Prompt: Write out the material below exactly, beginning at the line that contains "One keypoint belongs on each instance. Indicate the sky" and ending with its last line, both ends included; write nothing else.

Entries shown:

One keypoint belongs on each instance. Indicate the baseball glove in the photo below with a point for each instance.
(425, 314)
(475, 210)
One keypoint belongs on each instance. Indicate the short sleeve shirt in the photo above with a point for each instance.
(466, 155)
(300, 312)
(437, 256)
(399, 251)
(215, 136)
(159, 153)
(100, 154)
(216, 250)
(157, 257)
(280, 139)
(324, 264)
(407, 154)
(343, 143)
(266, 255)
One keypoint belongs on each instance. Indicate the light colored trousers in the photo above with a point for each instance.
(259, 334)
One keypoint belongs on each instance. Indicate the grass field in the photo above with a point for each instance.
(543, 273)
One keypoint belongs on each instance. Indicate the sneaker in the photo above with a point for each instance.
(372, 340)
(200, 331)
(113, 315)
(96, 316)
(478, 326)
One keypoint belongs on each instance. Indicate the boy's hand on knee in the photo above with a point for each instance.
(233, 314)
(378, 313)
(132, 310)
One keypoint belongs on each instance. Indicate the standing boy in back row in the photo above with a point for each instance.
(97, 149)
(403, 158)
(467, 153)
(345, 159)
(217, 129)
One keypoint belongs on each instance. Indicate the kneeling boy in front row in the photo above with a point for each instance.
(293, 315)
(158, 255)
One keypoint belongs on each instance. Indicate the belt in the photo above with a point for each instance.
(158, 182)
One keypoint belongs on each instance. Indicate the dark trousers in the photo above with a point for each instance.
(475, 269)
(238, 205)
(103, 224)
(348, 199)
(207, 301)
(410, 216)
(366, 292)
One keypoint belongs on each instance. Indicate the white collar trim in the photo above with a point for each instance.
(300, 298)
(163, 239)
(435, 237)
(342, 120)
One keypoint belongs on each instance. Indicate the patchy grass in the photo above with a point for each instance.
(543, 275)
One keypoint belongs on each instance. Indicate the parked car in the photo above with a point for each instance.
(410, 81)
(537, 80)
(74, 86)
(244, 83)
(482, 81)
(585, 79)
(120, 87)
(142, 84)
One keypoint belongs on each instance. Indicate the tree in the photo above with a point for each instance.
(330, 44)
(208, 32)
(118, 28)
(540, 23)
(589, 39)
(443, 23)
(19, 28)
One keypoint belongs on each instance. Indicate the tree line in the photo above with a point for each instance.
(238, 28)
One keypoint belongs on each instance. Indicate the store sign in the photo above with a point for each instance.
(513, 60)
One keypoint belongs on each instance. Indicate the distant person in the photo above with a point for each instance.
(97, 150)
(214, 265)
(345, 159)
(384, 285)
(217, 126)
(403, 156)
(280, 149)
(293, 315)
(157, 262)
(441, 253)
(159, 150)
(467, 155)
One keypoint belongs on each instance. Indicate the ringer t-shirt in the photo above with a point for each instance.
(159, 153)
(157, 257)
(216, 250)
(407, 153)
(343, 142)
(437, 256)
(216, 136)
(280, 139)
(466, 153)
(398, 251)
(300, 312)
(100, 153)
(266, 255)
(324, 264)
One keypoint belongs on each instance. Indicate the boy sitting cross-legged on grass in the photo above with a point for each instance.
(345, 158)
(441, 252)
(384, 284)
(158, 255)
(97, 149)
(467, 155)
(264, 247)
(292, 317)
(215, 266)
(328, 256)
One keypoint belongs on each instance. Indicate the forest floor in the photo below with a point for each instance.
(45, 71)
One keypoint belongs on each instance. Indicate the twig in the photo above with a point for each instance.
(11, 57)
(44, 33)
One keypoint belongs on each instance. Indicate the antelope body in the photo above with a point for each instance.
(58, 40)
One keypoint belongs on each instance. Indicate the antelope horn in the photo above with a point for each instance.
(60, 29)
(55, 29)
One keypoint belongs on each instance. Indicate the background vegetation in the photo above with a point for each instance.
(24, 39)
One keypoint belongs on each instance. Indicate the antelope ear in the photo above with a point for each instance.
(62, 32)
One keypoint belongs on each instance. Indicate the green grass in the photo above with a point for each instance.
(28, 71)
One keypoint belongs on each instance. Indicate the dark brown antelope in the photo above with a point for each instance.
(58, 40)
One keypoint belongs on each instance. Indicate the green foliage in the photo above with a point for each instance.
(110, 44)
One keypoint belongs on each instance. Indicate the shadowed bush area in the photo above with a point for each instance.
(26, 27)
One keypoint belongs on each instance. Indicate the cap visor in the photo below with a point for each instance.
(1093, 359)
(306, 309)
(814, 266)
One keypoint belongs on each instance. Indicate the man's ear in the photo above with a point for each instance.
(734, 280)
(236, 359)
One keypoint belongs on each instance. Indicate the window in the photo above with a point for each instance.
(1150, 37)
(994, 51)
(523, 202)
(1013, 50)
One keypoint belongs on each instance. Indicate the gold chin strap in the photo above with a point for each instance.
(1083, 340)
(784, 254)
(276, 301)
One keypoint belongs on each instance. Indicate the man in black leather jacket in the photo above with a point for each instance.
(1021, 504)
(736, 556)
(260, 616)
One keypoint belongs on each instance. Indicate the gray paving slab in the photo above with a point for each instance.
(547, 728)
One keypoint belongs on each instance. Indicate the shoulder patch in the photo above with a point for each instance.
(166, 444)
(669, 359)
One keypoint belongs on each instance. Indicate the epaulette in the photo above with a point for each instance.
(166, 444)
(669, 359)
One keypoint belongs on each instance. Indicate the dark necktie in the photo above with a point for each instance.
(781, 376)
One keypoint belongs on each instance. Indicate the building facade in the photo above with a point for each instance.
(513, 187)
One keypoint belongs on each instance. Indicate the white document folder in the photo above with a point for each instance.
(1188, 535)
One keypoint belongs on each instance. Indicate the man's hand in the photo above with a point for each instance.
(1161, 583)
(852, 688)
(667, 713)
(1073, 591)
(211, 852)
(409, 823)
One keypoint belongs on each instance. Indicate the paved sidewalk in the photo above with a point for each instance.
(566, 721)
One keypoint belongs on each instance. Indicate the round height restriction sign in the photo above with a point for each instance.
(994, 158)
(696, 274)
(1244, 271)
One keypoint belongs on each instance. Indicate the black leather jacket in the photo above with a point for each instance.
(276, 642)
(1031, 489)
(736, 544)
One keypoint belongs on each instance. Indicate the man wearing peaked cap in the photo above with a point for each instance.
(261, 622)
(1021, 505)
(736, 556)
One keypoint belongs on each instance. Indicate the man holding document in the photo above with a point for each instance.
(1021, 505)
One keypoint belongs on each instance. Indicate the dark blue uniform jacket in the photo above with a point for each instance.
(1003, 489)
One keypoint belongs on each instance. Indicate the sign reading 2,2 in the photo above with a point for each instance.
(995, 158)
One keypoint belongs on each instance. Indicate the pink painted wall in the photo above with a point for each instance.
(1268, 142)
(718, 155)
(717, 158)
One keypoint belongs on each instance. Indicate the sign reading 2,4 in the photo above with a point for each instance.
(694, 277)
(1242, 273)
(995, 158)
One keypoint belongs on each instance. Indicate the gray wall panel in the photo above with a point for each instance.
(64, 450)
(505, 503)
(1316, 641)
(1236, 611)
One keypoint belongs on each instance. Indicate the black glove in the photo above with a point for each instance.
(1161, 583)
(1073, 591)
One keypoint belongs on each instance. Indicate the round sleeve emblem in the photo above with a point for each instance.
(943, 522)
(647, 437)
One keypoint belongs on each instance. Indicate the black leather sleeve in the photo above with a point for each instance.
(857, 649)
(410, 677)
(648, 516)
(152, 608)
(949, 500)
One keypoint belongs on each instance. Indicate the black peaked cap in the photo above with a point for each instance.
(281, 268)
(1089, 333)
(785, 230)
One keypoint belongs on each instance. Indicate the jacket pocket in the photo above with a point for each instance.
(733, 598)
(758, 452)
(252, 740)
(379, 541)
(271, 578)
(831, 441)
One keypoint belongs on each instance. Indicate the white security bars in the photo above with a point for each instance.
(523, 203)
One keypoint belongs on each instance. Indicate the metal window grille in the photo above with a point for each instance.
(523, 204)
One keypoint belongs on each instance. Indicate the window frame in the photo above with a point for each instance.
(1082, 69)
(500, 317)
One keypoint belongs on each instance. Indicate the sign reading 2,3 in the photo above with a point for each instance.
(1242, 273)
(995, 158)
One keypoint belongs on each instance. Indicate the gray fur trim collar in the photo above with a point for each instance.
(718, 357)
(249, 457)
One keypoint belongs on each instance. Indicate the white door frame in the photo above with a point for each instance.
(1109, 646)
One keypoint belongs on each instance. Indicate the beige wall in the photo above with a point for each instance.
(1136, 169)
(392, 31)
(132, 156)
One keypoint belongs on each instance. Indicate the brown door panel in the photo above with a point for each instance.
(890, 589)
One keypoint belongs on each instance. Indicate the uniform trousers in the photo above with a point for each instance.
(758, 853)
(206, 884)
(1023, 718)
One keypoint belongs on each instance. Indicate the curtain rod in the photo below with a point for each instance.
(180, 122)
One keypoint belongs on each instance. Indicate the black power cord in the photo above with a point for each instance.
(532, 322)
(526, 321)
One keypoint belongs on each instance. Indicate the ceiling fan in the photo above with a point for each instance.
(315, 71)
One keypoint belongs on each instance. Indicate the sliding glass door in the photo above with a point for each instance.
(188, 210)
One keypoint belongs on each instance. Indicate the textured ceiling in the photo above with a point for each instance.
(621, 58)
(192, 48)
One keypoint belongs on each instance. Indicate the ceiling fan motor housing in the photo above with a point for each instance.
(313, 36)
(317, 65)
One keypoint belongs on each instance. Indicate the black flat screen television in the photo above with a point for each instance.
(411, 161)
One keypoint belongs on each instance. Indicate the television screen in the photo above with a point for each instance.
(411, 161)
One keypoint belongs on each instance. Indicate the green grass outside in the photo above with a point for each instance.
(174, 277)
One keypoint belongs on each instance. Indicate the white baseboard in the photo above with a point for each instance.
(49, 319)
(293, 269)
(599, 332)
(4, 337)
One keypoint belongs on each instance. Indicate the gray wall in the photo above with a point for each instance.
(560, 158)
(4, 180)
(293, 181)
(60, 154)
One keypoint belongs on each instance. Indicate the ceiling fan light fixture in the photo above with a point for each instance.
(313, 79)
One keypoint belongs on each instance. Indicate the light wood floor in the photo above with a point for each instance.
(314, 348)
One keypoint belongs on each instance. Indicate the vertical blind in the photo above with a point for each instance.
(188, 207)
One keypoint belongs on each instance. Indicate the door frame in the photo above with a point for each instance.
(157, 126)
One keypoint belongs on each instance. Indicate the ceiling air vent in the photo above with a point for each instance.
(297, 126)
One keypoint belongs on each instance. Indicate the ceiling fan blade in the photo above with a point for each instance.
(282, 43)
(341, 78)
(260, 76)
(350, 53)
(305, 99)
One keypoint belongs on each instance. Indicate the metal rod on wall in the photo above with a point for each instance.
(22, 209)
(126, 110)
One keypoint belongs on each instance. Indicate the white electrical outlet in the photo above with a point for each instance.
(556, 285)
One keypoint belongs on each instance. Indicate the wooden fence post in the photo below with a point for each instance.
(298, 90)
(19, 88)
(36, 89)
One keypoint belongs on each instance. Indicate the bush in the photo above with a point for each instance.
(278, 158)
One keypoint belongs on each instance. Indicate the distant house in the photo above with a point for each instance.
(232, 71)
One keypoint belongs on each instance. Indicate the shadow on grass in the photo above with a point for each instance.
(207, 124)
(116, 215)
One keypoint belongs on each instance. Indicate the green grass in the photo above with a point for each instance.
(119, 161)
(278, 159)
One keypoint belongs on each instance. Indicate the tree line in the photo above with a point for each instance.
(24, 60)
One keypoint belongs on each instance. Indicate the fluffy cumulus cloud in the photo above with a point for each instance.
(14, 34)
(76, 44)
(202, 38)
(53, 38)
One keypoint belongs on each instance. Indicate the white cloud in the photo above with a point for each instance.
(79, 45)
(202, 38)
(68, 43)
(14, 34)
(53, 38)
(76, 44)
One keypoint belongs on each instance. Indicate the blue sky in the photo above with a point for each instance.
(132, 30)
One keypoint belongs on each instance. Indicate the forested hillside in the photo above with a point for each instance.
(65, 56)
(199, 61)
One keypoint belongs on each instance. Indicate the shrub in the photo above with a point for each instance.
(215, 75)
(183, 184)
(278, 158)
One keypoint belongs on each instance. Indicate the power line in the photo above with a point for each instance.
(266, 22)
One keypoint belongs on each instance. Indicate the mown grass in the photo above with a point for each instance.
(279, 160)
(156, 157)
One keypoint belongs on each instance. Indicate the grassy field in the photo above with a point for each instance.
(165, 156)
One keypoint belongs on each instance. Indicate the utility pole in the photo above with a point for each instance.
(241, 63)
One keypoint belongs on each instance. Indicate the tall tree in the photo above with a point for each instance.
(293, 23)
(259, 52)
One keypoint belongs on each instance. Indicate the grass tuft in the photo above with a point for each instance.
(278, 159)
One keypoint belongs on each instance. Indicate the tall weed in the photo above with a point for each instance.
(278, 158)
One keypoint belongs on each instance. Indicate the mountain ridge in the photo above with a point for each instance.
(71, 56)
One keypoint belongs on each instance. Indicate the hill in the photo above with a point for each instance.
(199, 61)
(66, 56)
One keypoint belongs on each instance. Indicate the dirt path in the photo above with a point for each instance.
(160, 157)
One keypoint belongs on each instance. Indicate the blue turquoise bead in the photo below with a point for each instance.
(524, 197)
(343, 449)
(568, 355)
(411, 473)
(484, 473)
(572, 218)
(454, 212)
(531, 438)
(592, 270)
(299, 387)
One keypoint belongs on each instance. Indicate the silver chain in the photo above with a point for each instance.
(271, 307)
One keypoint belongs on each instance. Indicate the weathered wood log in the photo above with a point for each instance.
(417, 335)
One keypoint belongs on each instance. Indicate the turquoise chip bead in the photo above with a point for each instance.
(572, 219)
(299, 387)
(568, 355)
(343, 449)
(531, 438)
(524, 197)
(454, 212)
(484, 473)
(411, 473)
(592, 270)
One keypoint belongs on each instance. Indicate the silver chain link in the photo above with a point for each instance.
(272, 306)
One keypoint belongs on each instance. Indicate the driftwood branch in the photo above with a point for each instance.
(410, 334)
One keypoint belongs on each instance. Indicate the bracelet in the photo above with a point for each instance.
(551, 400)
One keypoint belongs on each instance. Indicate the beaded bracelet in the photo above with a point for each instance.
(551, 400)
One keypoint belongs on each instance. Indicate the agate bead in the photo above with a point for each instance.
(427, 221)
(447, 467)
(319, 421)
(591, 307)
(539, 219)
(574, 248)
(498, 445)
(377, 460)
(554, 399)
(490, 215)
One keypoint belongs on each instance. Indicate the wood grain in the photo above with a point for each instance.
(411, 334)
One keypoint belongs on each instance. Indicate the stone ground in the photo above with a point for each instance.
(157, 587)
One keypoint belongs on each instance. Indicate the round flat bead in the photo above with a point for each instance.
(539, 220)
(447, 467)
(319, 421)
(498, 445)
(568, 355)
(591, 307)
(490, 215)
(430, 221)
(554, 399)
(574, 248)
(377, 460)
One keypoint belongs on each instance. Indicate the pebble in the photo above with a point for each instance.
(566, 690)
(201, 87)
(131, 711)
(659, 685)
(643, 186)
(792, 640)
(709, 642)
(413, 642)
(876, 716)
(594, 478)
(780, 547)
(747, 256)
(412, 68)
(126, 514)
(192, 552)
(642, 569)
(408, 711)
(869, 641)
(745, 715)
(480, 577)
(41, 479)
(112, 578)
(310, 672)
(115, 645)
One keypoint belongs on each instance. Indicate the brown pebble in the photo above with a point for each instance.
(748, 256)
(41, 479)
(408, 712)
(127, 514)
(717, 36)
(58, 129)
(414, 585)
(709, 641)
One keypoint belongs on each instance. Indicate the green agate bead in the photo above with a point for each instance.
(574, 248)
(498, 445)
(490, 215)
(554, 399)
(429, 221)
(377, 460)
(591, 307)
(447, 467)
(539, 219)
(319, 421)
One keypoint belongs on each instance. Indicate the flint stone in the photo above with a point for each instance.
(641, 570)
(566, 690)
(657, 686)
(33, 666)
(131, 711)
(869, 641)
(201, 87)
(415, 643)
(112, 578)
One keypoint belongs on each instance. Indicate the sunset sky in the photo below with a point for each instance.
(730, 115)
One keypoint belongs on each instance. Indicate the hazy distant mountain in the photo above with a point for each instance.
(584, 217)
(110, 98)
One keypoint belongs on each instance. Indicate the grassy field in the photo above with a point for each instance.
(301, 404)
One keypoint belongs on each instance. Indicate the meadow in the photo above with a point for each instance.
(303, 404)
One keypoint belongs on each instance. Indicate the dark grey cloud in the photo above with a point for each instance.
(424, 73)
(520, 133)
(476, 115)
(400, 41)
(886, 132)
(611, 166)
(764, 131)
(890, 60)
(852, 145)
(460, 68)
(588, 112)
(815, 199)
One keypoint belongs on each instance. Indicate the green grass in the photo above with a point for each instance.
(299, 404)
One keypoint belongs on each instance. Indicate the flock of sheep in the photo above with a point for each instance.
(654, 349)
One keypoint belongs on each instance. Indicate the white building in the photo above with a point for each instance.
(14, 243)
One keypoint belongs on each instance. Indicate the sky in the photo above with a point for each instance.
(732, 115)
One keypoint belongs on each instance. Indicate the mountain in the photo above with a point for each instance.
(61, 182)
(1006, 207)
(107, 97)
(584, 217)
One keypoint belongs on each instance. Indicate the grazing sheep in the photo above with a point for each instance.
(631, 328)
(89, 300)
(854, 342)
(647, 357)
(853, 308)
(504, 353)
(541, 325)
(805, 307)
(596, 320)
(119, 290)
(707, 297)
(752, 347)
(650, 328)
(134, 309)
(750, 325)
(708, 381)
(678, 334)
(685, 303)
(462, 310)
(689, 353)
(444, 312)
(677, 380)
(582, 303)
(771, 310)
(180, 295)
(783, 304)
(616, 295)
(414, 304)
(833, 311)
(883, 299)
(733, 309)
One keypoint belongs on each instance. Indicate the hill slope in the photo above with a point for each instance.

Solved problem:
One keypoint belongs on each instance. Indicate the sky in the photo above with a point for each instance.
(732, 115)
One keypoint belongs on each instance. Indicate the mountain in the photo above with a point for each instance.
(61, 182)
(1006, 207)
(107, 97)
(584, 217)
One keypoint belongs on each instance. Indicate the grazing sheep in the photo above with a point for each instance.
(631, 328)
(89, 300)
(854, 342)
(647, 357)
(853, 308)
(504, 353)
(541, 325)
(805, 307)
(596, 320)
(119, 290)
(707, 297)
(752, 347)
(650, 328)
(134, 309)
(750, 325)
(708, 381)
(678, 334)
(685, 303)
(462, 310)
(689, 353)
(444, 312)
(677, 380)
(582, 303)
(771, 310)
(180, 295)
(783, 304)
(616, 295)
(414, 304)
(833, 311)
(883, 299)
(733, 309)
One keypoint belongs on each instance. Indicate the hill slope in the photo above with a point for each instance.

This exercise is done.